[Start of EXTRACT PROVIDED]

The trombonist Ray Anderson inhabits two simultaneous worlds. He's dedicated to exploring new vocabularies at the furthest reaches of what folks call jazz music, making his initial mark with fellow Chicagoan Anthony Braxton in the late '70s. He's also deeply attuned to the New Orleans roots of the music, reveling in the very vocal nature of his horn and employing a rowdy repertoire of singing, droning and mute-manipulations, combining into a language that is at once comic and experimental. Here, his main outlet is the Pocket Brass Band. All this and there's his commitment to funk too, notably with the '70s-80s combo Slickaphonics.

Anderson seems to have been forging a new relationship with Cornelia Street Cafe, appearing twice there in recent months: first with tubaman Bob "Saloon" Stewart and then with his own quartet in October. The first set of this last gig was devoted to new material, which Anderson hopes to record in coming months. His performance was as hot-wired as ever, soloing with extroverted abandon, his involved phrases brought home with a powerful punch. His mute manipulations are exceedingly articulate, ribald and poignant in turn. His agility on the sometimes slow-talking 'bone is phenomenal. The new tunes mingled linear themes and abstract attacks, the latter mostly made by Anderson himself and drummer Gerry Hemingway.

Two months later and the trombonist's back at Cornelia again, this time set to play a duo session with bassman Mark Dresser. Like most of Anderson's musical relationships, their roots burrow deep. "I met Mark in 1975, when he first came up to New York, through mutual friends David Murray and Stanley Crouch," he recalls. Murray had invited Dresser to stay in his loft while he was away on tour. Anderson was already living there.

"I'd been here a couple of years, moving in '73," says Anderson, sitting in Rohr's coffee shop, near to his Upper East Side apartment, to a themed background of jazz records and clattering silverware. "We did play a bunch of duo gigs, back in the day. It was a musical thing immediately. With Dresser, he's one of those people where you have this experience of meeting somebody and playing with them and the communication, the sensibility, is totally connected right away. It's just easy! There's a really good feeling immediately. He's certainly one of the most immediately recognizable bassists alive. That's Mark Dresser! Nobody else does that! He worked in my band a lot. I used to work mostly as a quartet, from '86 into the early '90s. Dresser was often the bass."

[End of EXTRACT PROVIDED]

> **TASKS FOR THIS EXERCISE**:
1) In the Ray Anderson profile, how did Anderson come to meet bassist Mark Dresser? Answer in one to three sentences.
2) Can you quote the Ray Anderson profile, starting at "The trombonist Ray" and ending at "the '70s-80s combo Slickaphonics."?
3) Would you continue the profile of trombonist Ray Anderson from where it stops?
The lines placed after this note have nothing to do with the Ray Anderson profile.

[Start of DATASET ROWS]

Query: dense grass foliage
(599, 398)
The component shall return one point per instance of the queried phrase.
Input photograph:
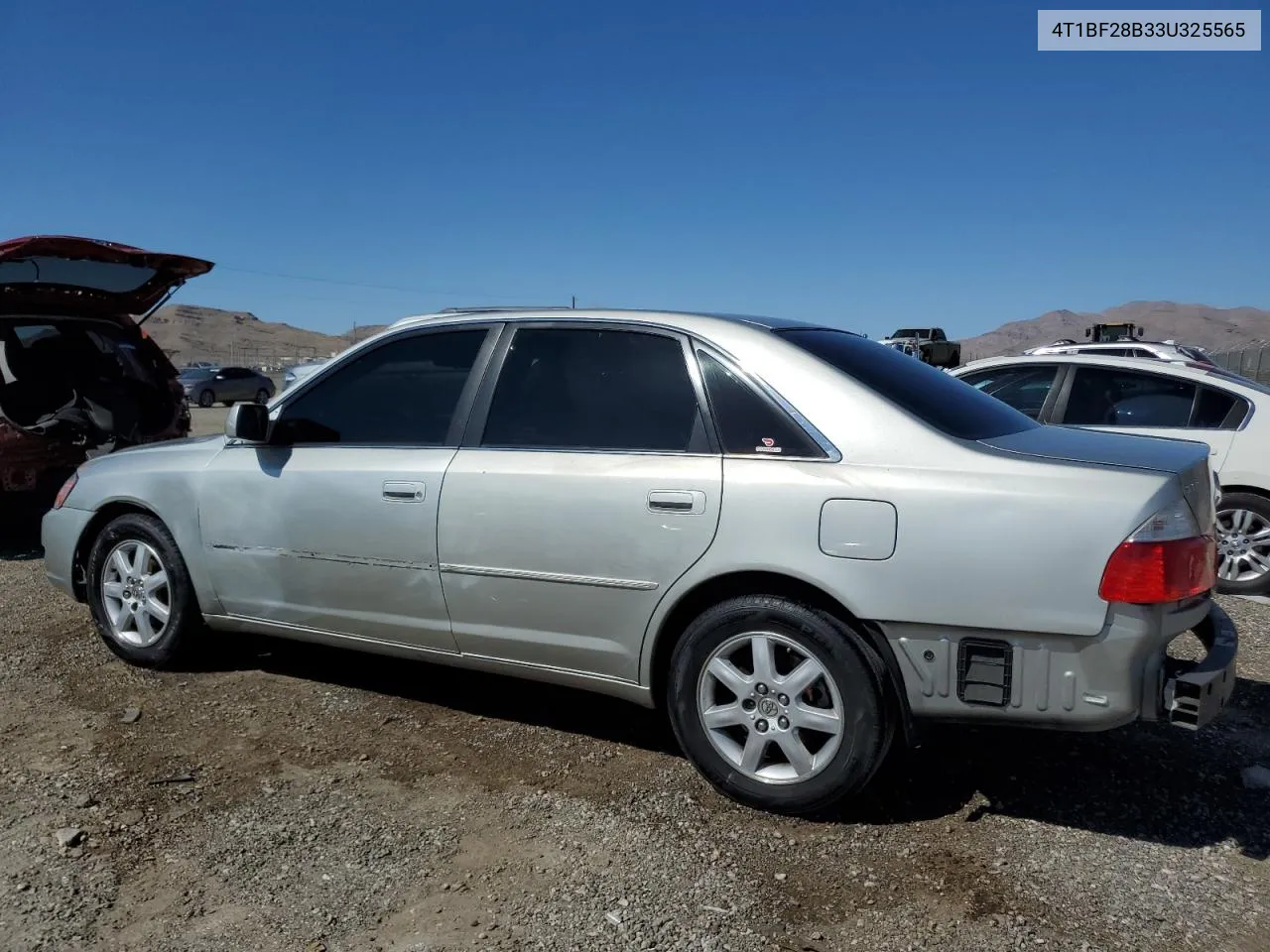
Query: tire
(136, 642)
(849, 678)
(1242, 517)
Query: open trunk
(93, 384)
(77, 375)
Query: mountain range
(191, 333)
(1215, 329)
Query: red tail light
(1166, 558)
(1147, 572)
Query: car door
(331, 526)
(1026, 388)
(587, 484)
(1152, 404)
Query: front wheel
(780, 706)
(139, 592)
(1243, 544)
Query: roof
(610, 313)
(1198, 372)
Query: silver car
(792, 539)
(225, 385)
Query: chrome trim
(561, 578)
(602, 683)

[End of DATASET ROWS]

> **OUTPUTS FOR THE TASKS**:
1) Anderson met Dresser in 1975, when Dresser first came to New York, through their mutual friends David Murray and Stanley Crouch. Murray had invited Dresser to stay in his loft while he was away on tour, and Anderson was already living there.

2)
The trombonist Ray Anderson inhabits two simultaneous worlds. He's dedicated to exploring new vocabularies at the furthest reaches of what folks call jazz music, making his initial mark with fellow Chicagoan Anthony Braxton in the late '70s. He's also deeply attuned to the New Orleans roots of the music, reveling in the very vocal nature of his horn and employing a rowdy repertoire of singing, droning and mute-manipulations, combining into a language that is at once comic and experimental. Here, his main outlet is the Pocket Brass Band. All this and there's his commitment to funk too, notably with the '70s-80s combo Slickaphonics.

3)
By the end of 1975, the pair had played their first duo gig in New Haven, but it took until 2003 before Anderson and Dresser released their only recorded duo set so far, Nine Songs Together, on the CIMP label. The repertoire is mainly divided between the two of them, with Dresser contributing "The Five Outer Planets" mini-suite, which was commissioned for an exhibition of sculptures by Robert Taplin. These were enormous pieces that were filled with light. Anderson's pivotal number was "Taps For Jackie," written as a memorial for his recently-deceased wife. "It's the poetic interpretation of song," he says, attempting to define the trombone/bass chemistry. "It's a vocal music, as opposed to a note-orientated way or a theoretical way. We sing and we talk. We'll be doing this stuff, but lots of other stuff that I write could be played as a duo version. That's always a really interesting change."

These duos with Dresser and Bob Stewart can be compared in terms of their fascination with the low-note sonorities. The Cornelia Street gig with Stewart concentrated on their Heavy Metal Duo album (2004). Their broad sonic scope is a result of a purely buzz-lipped vocabulary, massive lung capacity and a general staccato-tonguing stamina. The chosen language is a mix of bluesy jazz huffing and disembodied splutter techniques, as one player (usually Stewart) sets up a grumbling riff and the other (usually Anderson) takes flight with nary a pause for breath.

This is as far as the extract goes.